Your objective –
If a line in the entries below includes the string "wall", copy it out.

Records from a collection
--------------------

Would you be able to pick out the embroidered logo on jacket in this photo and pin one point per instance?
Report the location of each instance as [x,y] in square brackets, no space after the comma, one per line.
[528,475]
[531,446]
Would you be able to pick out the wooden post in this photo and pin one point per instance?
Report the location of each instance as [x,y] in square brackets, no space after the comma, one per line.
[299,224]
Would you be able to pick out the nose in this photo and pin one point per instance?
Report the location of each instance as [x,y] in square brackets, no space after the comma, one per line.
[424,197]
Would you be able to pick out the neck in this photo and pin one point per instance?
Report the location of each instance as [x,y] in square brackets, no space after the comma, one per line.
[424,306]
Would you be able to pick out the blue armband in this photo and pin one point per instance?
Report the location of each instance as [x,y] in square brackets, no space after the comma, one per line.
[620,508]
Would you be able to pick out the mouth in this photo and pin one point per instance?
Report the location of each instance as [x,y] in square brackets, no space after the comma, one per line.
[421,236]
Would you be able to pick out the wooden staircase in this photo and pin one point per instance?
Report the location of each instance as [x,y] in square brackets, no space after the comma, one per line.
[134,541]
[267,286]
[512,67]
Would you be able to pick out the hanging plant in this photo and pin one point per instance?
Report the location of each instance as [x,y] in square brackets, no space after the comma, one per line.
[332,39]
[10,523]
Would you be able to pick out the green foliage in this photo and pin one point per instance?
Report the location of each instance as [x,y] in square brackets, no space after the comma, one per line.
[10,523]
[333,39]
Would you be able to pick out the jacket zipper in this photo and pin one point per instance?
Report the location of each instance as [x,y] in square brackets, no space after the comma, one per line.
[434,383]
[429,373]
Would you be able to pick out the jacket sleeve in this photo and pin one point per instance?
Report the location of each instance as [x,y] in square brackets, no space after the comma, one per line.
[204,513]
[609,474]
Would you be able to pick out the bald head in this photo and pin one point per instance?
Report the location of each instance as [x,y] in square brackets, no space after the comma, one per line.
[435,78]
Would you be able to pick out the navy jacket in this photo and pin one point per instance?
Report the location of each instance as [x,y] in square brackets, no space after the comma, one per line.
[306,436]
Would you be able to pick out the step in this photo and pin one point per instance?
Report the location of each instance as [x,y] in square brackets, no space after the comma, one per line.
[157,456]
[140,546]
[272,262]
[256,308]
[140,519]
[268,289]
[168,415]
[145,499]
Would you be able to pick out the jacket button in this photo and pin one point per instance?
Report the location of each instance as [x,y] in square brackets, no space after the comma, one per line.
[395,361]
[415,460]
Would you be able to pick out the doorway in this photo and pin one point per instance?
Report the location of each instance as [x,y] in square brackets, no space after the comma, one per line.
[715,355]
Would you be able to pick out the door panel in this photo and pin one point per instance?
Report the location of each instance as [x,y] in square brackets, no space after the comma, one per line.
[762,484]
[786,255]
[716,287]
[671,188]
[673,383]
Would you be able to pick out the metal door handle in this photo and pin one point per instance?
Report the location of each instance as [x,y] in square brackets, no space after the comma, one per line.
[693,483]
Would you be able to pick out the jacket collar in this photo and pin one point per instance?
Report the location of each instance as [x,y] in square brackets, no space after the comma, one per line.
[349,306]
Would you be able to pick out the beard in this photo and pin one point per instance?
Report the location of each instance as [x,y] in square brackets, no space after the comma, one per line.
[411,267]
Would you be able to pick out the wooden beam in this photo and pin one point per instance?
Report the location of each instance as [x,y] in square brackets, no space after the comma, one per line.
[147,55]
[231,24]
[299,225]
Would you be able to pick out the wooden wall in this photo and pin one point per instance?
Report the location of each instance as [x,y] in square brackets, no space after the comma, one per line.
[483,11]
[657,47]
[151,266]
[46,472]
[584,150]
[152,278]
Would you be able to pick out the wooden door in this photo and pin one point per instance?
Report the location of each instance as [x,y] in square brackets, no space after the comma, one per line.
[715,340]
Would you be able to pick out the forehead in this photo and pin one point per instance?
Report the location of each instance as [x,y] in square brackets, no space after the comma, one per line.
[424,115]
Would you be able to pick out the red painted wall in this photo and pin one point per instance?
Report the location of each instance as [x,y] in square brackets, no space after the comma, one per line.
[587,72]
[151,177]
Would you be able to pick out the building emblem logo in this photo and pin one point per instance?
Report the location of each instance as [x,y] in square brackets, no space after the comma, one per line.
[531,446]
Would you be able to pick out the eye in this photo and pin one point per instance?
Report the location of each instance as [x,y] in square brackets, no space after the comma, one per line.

--------------------

Task solution –
Would you be able to pick out the wooden wall in this photo and pin one point per instance?
Would you be able to pick out the red painted wall in this photo and pin one point per instance?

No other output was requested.